> [Problem details]
Starting at the line that contains "Reviewer note: check that each instance of the blackberry" and running through the end of the material, copy the lines again with "single dot" swapped for "single point" and all else unchanged.

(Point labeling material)
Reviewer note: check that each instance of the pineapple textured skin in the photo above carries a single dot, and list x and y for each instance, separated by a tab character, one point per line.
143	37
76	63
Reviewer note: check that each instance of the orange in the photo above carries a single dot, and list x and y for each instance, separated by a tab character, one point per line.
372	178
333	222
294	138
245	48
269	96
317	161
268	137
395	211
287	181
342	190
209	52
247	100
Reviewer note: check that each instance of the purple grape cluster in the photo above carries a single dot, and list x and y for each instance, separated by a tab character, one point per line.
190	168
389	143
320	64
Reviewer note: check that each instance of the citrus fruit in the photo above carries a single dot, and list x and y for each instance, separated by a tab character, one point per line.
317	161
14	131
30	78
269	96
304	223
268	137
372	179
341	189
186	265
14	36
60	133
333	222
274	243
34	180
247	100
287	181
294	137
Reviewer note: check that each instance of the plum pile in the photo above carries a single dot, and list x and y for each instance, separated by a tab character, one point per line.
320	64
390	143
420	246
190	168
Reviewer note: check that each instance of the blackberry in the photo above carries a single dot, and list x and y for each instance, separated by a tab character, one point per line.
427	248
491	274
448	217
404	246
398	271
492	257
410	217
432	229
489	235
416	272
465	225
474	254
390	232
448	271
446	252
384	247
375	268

> [Output below]
Reviewer note: check that each instance of the blackberry in the photo above carries a single point, and list x and y for each instance, separated by a tab character, one point per line.
427	248
491	274
448	217
404	246
398	271
492	257
410	217
432	229
489	235
416	272
465	225
474	254
390	232
448	271
446	252
384	247
375	268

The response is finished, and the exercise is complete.